→ **WHAT THE TASK ASKS**:
From the first record through the last, copy each one exactly.

→ **PROVIDED DATA**:
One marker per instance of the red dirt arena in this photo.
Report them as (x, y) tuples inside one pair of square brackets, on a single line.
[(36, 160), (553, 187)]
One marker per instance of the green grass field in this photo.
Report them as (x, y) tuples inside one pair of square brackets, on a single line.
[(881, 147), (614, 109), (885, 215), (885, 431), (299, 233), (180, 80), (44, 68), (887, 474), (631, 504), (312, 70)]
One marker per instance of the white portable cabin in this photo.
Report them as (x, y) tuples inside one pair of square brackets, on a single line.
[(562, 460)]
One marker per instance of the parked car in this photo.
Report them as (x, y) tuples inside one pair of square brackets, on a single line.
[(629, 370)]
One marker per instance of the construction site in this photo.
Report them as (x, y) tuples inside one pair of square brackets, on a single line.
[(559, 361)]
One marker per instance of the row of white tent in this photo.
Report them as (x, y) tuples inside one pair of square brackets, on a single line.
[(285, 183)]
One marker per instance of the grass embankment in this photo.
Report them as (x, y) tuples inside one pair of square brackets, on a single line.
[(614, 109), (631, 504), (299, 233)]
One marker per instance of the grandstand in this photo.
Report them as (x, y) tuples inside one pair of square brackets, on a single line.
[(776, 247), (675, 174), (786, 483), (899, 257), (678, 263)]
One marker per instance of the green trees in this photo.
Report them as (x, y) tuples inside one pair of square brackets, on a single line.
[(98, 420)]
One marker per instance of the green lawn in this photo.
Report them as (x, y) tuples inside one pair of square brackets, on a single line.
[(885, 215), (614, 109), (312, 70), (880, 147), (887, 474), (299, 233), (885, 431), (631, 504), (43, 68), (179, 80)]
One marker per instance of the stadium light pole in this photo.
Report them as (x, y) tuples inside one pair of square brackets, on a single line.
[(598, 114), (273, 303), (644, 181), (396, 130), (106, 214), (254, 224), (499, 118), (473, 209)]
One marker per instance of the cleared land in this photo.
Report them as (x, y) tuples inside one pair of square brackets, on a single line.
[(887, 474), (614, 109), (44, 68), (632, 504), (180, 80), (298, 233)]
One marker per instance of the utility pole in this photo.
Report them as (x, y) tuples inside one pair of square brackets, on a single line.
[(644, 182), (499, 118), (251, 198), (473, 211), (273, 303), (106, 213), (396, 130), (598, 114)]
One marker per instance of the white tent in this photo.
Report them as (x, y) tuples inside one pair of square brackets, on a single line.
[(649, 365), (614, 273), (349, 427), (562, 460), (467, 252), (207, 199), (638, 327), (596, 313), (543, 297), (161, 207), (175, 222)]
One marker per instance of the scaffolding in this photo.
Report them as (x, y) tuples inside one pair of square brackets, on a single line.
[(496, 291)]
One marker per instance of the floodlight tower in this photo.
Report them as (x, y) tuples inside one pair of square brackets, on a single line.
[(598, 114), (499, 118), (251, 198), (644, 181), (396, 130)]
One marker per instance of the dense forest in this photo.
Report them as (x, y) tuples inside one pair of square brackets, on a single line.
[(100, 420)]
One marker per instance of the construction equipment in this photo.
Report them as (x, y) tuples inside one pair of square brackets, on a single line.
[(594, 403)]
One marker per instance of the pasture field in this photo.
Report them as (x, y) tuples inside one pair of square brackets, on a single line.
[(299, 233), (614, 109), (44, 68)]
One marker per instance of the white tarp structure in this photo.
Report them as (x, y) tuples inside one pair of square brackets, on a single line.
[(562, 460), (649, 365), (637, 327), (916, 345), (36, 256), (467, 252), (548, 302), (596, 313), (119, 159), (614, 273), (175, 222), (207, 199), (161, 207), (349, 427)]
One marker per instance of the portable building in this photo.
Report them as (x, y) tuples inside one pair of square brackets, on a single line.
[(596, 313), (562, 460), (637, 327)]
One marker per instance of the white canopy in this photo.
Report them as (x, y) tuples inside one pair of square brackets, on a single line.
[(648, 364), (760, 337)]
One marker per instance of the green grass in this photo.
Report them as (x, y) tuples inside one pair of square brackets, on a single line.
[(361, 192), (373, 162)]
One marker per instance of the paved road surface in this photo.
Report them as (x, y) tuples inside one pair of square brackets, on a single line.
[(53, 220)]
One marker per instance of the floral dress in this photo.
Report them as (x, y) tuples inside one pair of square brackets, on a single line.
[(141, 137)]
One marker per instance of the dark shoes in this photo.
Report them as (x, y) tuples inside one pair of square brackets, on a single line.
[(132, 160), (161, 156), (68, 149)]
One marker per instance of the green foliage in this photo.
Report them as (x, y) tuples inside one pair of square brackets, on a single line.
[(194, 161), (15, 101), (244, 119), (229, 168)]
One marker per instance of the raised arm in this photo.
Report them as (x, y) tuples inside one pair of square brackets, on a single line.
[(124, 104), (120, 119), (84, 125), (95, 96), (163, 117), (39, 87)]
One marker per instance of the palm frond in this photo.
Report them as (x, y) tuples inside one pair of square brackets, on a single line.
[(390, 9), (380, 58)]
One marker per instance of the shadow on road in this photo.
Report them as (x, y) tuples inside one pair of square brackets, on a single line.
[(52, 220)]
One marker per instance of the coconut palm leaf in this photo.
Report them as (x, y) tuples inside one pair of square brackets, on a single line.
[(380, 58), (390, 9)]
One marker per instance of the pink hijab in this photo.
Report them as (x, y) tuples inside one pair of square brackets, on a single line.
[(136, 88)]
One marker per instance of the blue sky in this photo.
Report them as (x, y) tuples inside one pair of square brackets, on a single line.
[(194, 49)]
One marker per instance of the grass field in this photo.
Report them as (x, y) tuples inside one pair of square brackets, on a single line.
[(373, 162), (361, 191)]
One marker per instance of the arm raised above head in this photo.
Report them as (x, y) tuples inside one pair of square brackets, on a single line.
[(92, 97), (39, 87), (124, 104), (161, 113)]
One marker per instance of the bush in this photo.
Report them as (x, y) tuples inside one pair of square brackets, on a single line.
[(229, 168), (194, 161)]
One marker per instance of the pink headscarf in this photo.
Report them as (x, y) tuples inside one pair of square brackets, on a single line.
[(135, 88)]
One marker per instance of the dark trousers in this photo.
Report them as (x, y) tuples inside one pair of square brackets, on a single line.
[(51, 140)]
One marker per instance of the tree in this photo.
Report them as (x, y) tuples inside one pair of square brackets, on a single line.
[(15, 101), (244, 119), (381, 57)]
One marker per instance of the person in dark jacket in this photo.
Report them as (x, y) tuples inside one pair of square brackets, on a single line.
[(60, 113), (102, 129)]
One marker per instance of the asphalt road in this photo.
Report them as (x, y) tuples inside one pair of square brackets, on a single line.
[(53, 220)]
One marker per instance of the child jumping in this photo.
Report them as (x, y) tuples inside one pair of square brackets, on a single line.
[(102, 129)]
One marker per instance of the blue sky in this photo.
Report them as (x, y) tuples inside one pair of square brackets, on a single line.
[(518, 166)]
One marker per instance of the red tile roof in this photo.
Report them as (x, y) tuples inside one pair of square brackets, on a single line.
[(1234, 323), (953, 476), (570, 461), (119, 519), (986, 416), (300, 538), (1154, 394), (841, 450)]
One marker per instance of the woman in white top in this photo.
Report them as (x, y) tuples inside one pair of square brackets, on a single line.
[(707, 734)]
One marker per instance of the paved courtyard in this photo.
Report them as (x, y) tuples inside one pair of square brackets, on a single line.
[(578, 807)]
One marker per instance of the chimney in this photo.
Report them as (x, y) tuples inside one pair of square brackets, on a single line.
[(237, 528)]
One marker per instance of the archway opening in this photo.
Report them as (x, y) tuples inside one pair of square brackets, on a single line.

→ **SOLUTION FOR THIS PROBLEM**:
One marker per instance of the red dirt arena in this photo.
Report them as (x, y) tuples inside one pair of square brackets, on a single line.
[(36, 160), (553, 187)]
One marker per instance of the green grass field in this photo.
Report them as (x, y) tuples inside one pair of square brackets, on a single line.
[(881, 147), (614, 109), (885, 215), (885, 431), (299, 233), (180, 80), (44, 68), (887, 474), (631, 504), (312, 70)]
One marker per instance of the white portable cabin in this photo.
Report them as (x, y) tuples inside one pair of square brackets, on a single line.
[(562, 460)]
One marker per instance of the parked car in this photo.
Report them as (x, y) tuples inside one pair of square brackets, on a single line.
[(629, 370)]
One marker per instance of the construction site in this photo.
Report them as (x, y) tuples inside one pair of square brackets, on a single line.
[(559, 361)]
One marker per instance of the row of white tent in this photo.
Report them as (x, y) tuples inside one pair of square brackets, on a single line.
[(285, 183)]
One marker per instance of the grass embankment in this photo.
Report them as (x, y) tuples inside one pair of square brackets, on a single line.
[(614, 109), (631, 504), (299, 233)]
One marker per instance of the grandstand in this photo.
Report them as (x, y) tuples inside one pair of square brackets, on a single line.
[(776, 247), (675, 174), (786, 483), (899, 257), (678, 263)]
One marker per instance of the green trees in this photo.
Report them as (x, y) tuples inside one pair of square brackets, on a single line.
[(98, 420)]
One marker per instance of the green lawn in this photo.
Report them as (x, y) tuples inside one pair of square brackets, on a single line.
[(885, 215), (614, 109), (312, 70), (880, 147), (887, 474), (299, 233), (885, 431), (631, 504), (43, 68), (179, 80)]
One marker per instance of the stadium light pole in this photo.
Report them as (x, y) tuples inside one pair of square brackets, on a single line.
[(598, 114), (273, 303), (644, 181), (396, 130), (106, 214), (254, 224), (499, 118), (473, 209)]
One marker per instance of the cleared land in this photo.
Report them as (x, y) tuples inside one pair of square brackets, on a single line.
[(887, 474), (614, 109), (44, 68), (632, 504), (180, 80), (298, 233)]
One marker per instance of the utility pole in this photo.
Report them as (x, y) tuples inside one pair of square brackets, on a single line.
[(644, 182), (499, 118), (251, 198), (473, 211), (273, 303), (106, 213), (396, 130), (598, 114)]
One marker per instance of the white tent in this photo.
Report them as (x, y) tuples inside one pair of square brackets, on a single line.
[(649, 365), (614, 273), (349, 427), (562, 460), (467, 252), (207, 199), (638, 327), (596, 313), (543, 297), (161, 207), (175, 222)]
One marker per instance of the scaffolding in this photo.
Report them as (x, y) tuples inside one pair of square brackets, on a single line.
[(496, 291)]
One marker per instance of the floodlight tower in this photo.
Report them as (x, y) tuples inside one pair of square brackets, on a single line.
[(598, 114), (499, 118), (251, 198), (644, 181), (396, 130)]
One marker per instance of the dense forest in this photo.
Report them as (x, y) tuples inside one pair of square brackets, on a single line.
[(100, 420)]
One marker per instance of the construction equipment in this photo.
Report them as (x, y) tuples inside one pair of square brackets, on a single line.
[(594, 403)]
One marker per instance of the pasture field in this photo.
Report them as (x, y) tuples inside one pair of square brackets, on a single line.
[(299, 233), (614, 109), (44, 68)]
One marker per instance of the white tarp structure in this photo.
Report them as (x, y) tuples inside one pair of square brackets, on a single line.
[(562, 460), (649, 365), (637, 327), (916, 345), (36, 256), (467, 252), (548, 302), (596, 313), (119, 159), (614, 273), (175, 222), (207, 199), (161, 207), (349, 427)]
One marker per instance of the portable building in this photo.
Report them as (x, y) tuples inside one pair of square brackets, on a single line.
[(596, 313), (562, 460), (637, 327)]
One marker per instance of the white canopy in this photo.
Report them as (x, y) tuples inside one pair of square brackets, on a single line.
[(648, 364), (760, 337)]
One marker per instance of the green grass in this photo.
Report them as (x, y) tuples inside one pair of square brackets, on a single line.
[(361, 192), (373, 162)]
One marker per instance of the paved road surface in this photo.
Report them as (x, y) tuples inside one pair of square brackets, on a single line.
[(53, 220)]
One marker per instance of the floral dress in this photo.
Report them as (x, y) tuples inside one pair of square brackets, on a single line.
[(141, 137)]
One marker per instance of the dark shoes in this photo.
Report them as (x, y) tuples inside one pair of square brackets, on a single line.
[(132, 160), (161, 156), (68, 149)]
One marker per instance of the green foliage in this photo.
Report them as (x, y) tuples inside one pair of square brackets, on a single line.
[(194, 161), (15, 101), (244, 119), (229, 168)]
One marker per instance of the raised arm in this photo.
Report them as (x, y) tuples inside one pair of square brackets, on a single line.
[(124, 104), (120, 119), (84, 125), (95, 96), (163, 117), (39, 87)]
One marker per instance of the palm frond in this photo.
Report them as (x, y) tuples inside one pair of square brackets, on a single line.
[(390, 9), (380, 58)]
One marker per instance of the shadow on road in this photo.
Report them as (x, y) tuples inside one pair of square brackets, on a single line.
[(52, 220)]
One marker per instance of the coconut palm leaf in this photo.
Report them as (x, y) tuples inside one pair of square brackets, on a single line.
[(380, 58), (390, 9)]
One marker per instance of the pink hijab in this photo.
Report them as (x, y) tuples inside one pair of square brackets, on a single line.
[(136, 88)]
One marker per instance of the blue sky in this photo.
Report them as (x, y) tuples inside one pair of square brackets, on a single line.
[(194, 49)]
One marker per instance of the grass field in this photo.
Report them as (x, y) tuples inside one pair of square brackets, on a single line.
[(373, 162), (361, 191)]
One marker per instance of the arm raised above head in this photo.
Report them as (x, y) tuples inside one pair of square brackets, on a single line.
[(92, 97), (39, 87), (124, 104), (161, 113)]
One marker per instance of the bush in this photo.
Report them as (x, y) tuples inside one pair of square brackets, on a single line.
[(229, 168), (194, 161)]
One marker per instance of the pink headscarf in this photo.
Report them as (x, y) tuples inside one pair of square brackets, on a single line.
[(135, 88)]
One marker per instance of the dark trousers in this photo.
Report them as (x, y) tuples inside one pair of square brackets, on a single line.
[(51, 140)]
One marker per instance of the tree in this photo.
Report them as (x, y) tuples inside one pair of square brackets, on a single line.
[(15, 101), (244, 119), (381, 57)]
One marker per instance of the person in dark jacket in this photo.
Report them as (x, y) tuples inside one pair of square brackets, on a single line.
[(60, 113), (102, 129)]
One marker per instance of the asphalt road in this photo.
Report them as (x, y) tuples inside one pair of square brackets, on a single line.
[(53, 220)]
One marker per instance of the child jumping in this photo.
Report them as (x, y) tuples inside one pair of square brackets, on a single line.
[(102, 129)]
One marker per instance of the blue sky in this photo.
Report them as (x, y) tuples inside one pair of square brackets, on a single line.
[(518, 166)]
One marker per instance of the red tile roof in this photo.
Report them as (x, y) tuples inside one pair of square brackets, on a single line.
[(1234, 323), (953, 476), (570, 461), (119, 519), (986, 416), (300, 538), (1154, 394), (841, 450)]
One marker per instance of the woman in white top in this photo.
Report them as (x, y) tuples inside one pair of square brackets, on a single line.
[(707, 734)]
One marker per instance of the paved courtyard in this photo.
Report them as (x, y) tuples inside one pair of square brackets, on a single line.
[(578, 807)]
One marker per instance of the chimney in this photo.
Report them as (x, y) tuples inside one pair of square brackets, on a single line.
[(237, 528)]
One marker per instance of the archway opening in this photo.
Report them as (x, y) tuples inside one pair of square brackets, on a single line.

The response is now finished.